• **What you need to do**
Whenever a line in the entries below includes the string "metal", count that line. Report the total alone.

Saved entries:
= = = = =

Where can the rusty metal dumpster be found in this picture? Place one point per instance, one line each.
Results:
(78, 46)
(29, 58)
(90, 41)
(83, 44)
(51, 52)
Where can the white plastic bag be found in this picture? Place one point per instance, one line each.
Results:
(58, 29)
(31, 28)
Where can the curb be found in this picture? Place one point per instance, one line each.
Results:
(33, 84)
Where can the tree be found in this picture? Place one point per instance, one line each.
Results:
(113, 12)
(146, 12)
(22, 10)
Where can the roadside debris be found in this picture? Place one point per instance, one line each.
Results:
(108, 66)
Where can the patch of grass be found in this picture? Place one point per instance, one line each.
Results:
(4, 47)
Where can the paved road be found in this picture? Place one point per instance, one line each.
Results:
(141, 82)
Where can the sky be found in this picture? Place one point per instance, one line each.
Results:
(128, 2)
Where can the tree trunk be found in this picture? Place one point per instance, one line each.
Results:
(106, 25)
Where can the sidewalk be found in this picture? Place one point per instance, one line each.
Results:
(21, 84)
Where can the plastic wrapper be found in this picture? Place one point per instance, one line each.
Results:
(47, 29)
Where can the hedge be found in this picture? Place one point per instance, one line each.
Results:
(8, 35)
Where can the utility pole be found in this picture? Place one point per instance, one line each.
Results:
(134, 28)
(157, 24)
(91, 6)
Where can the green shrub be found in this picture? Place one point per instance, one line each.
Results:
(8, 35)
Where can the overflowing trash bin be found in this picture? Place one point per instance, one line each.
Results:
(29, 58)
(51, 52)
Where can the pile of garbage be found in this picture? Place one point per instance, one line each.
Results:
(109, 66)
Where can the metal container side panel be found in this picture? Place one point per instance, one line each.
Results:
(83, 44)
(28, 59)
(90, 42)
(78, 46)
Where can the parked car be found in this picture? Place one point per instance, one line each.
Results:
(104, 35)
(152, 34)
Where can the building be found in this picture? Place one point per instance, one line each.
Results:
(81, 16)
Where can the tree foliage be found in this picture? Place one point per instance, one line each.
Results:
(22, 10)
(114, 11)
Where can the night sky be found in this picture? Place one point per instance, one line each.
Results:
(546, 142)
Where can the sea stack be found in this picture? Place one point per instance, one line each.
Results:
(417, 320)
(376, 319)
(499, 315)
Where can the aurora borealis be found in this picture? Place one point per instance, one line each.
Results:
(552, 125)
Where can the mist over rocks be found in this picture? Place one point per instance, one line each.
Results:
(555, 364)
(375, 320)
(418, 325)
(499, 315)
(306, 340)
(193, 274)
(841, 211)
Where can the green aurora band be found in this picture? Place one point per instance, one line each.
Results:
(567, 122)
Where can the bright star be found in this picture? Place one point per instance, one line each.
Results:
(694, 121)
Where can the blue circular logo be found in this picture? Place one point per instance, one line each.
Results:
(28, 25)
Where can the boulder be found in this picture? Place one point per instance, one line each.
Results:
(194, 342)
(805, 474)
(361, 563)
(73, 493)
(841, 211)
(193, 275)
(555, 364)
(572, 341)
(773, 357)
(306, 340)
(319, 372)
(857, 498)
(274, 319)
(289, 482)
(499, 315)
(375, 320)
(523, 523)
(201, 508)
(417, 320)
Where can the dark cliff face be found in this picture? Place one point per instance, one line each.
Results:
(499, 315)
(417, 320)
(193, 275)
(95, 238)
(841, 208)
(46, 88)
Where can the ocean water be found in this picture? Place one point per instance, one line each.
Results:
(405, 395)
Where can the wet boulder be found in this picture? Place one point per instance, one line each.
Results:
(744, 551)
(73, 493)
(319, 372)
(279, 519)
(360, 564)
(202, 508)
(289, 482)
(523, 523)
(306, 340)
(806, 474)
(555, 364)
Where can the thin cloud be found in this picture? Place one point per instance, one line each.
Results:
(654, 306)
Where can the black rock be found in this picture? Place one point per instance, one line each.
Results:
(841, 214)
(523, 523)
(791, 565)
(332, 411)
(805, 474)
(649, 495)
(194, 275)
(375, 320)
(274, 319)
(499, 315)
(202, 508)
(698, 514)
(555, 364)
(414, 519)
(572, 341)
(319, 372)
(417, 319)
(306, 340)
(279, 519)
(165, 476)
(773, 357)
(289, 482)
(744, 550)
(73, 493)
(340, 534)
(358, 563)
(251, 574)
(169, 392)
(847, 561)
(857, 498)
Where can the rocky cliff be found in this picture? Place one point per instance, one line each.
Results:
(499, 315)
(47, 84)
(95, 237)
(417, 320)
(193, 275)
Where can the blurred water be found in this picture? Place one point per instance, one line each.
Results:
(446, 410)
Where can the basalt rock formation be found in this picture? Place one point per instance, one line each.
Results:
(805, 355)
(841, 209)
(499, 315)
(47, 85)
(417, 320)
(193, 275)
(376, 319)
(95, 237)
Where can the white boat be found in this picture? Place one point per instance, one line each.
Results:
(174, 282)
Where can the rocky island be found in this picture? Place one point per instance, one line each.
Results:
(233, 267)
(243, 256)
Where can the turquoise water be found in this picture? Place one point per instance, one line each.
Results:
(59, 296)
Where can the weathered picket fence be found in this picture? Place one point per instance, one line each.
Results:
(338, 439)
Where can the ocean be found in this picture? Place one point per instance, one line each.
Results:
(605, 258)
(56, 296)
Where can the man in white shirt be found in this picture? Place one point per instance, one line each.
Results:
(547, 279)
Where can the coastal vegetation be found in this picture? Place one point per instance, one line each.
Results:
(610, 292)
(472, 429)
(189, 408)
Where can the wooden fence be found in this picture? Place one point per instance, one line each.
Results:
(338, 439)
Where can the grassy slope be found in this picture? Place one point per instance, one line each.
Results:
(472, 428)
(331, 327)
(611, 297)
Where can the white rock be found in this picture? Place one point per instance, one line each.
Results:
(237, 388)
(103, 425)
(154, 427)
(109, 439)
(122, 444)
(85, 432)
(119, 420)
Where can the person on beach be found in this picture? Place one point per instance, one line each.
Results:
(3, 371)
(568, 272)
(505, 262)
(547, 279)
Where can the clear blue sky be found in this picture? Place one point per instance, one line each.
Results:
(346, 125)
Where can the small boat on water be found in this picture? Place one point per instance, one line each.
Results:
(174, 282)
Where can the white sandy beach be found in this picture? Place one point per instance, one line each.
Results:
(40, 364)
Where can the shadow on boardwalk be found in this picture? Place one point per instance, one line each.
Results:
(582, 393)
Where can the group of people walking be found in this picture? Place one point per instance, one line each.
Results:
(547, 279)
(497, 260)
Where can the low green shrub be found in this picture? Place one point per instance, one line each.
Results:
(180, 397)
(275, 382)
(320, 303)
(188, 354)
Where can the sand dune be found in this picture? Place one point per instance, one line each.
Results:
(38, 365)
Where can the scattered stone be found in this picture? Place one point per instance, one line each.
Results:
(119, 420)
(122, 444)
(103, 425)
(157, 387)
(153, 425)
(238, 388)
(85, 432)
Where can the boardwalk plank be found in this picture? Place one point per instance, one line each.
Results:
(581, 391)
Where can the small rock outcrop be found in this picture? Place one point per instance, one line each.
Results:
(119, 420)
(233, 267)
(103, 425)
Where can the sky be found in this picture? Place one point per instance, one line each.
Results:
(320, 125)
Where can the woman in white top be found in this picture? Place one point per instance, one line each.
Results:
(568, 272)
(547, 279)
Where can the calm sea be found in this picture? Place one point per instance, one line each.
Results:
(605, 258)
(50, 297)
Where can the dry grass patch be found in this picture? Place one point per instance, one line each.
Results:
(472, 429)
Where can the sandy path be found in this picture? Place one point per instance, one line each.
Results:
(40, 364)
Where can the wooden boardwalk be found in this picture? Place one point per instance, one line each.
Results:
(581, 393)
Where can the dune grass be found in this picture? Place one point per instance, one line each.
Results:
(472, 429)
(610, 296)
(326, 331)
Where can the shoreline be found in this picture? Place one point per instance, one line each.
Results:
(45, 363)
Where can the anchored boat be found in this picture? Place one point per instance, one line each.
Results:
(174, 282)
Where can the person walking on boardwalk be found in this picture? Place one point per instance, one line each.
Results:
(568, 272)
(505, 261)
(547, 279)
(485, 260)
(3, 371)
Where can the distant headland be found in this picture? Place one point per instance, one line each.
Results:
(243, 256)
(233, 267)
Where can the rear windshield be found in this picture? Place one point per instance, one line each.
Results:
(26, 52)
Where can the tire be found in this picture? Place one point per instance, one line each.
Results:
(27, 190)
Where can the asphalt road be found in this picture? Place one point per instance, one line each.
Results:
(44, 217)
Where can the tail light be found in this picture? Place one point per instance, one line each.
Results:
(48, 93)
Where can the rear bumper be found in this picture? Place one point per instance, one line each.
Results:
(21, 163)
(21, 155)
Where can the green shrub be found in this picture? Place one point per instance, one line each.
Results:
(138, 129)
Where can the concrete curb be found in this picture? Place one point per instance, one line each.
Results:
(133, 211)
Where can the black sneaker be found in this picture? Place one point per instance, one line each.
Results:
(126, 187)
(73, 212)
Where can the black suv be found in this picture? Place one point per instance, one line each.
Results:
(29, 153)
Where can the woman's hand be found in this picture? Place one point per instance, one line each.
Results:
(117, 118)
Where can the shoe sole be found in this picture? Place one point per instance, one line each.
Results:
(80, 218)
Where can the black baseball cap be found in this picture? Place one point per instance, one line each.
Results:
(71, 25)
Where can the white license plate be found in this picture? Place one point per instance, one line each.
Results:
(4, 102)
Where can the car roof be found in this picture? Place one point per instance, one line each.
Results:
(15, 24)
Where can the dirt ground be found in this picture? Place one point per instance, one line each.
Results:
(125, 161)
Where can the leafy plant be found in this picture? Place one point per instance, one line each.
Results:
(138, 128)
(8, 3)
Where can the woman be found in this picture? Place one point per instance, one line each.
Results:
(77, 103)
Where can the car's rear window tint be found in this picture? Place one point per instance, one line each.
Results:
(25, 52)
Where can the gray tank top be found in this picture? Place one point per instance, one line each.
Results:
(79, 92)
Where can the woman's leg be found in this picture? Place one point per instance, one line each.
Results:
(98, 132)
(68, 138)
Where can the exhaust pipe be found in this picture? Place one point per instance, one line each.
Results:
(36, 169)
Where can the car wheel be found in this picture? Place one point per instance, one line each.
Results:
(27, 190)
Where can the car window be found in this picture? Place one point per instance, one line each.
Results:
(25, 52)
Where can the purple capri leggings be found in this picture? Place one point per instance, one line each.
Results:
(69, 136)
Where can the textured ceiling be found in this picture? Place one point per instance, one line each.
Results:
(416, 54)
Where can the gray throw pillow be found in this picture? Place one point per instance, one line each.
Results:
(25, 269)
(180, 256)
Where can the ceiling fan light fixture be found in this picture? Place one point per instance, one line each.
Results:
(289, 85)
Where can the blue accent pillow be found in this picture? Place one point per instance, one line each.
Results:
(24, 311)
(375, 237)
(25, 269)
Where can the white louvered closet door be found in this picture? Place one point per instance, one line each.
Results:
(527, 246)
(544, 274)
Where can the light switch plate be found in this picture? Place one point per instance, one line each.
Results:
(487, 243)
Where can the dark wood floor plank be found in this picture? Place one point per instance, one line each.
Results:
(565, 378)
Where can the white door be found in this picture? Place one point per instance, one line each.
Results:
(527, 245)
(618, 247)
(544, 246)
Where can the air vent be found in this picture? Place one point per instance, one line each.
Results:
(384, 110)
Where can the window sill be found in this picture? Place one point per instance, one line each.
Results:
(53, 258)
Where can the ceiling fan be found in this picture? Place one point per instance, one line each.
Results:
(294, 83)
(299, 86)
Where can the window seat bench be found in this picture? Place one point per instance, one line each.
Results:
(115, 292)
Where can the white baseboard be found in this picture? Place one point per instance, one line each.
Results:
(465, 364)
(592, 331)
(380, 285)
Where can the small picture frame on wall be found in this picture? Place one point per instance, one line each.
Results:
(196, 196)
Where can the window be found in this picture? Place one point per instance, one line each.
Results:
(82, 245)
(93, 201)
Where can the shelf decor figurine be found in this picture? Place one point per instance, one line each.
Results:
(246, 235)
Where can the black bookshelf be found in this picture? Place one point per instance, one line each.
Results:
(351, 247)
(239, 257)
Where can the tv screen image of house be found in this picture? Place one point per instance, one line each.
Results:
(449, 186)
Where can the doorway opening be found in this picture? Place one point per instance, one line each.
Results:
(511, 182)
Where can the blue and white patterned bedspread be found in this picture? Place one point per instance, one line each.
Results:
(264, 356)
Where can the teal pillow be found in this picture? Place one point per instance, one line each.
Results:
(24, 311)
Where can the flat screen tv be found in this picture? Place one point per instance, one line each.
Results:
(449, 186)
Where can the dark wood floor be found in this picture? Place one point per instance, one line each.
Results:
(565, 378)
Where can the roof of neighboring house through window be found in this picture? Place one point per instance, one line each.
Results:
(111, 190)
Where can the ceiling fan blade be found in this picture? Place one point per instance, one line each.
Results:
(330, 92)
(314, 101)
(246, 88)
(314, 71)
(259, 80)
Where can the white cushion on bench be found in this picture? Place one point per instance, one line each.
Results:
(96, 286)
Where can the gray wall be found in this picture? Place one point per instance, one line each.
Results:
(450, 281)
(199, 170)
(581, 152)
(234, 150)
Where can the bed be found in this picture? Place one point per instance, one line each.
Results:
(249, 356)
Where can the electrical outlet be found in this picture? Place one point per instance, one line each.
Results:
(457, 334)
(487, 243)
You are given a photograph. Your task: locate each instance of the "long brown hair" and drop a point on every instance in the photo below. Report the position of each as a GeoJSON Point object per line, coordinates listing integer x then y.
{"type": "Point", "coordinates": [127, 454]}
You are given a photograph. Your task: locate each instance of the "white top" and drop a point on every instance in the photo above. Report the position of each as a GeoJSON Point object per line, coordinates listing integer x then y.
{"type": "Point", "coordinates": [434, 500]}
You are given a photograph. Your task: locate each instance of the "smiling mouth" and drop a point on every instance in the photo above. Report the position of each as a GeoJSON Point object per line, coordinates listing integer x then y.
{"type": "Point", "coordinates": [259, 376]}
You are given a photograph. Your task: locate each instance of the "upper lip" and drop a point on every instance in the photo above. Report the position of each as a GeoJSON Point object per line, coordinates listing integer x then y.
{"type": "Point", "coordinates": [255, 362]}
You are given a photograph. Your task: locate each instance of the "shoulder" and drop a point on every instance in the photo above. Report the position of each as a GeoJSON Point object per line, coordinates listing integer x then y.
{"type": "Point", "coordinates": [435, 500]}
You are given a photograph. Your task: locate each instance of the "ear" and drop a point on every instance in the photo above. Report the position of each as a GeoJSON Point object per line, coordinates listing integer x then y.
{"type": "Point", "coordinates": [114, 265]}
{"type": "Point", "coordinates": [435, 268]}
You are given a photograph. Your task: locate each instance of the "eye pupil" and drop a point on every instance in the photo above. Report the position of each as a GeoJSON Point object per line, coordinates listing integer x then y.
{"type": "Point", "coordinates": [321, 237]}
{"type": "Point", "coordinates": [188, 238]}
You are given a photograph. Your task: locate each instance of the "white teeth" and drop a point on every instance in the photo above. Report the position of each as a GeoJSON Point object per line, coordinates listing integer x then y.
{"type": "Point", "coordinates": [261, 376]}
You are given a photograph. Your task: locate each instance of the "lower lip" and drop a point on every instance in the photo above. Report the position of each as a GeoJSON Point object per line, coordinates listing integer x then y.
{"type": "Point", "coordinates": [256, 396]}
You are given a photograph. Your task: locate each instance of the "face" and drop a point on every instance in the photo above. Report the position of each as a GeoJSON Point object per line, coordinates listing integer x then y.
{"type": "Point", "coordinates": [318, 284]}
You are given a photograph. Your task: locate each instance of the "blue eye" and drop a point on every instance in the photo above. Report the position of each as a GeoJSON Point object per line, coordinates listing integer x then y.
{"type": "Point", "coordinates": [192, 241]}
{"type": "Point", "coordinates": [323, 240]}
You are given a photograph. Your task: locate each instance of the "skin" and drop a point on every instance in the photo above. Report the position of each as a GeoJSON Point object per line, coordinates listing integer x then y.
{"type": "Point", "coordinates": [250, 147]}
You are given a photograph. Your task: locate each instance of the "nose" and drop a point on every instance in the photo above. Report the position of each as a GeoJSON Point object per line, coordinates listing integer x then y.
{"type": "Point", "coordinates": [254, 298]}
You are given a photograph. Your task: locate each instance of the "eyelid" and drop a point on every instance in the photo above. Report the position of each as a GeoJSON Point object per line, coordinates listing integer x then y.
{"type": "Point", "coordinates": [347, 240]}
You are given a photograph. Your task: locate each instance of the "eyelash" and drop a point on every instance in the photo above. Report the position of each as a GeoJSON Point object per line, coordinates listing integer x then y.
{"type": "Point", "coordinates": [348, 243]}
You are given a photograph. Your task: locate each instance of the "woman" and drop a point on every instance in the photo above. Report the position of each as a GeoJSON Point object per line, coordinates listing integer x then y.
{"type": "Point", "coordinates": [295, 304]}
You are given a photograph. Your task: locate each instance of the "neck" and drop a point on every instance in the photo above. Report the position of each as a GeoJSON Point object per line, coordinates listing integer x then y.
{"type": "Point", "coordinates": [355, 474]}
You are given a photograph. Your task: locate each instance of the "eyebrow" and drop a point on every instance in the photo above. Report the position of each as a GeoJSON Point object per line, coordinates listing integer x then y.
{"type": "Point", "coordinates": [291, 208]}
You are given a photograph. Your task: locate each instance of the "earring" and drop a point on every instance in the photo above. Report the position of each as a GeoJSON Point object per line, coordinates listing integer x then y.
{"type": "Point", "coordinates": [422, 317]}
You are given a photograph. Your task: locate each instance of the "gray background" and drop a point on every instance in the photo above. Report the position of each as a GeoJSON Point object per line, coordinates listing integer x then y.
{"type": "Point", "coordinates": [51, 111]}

= = = = =

• **Exercise output**
2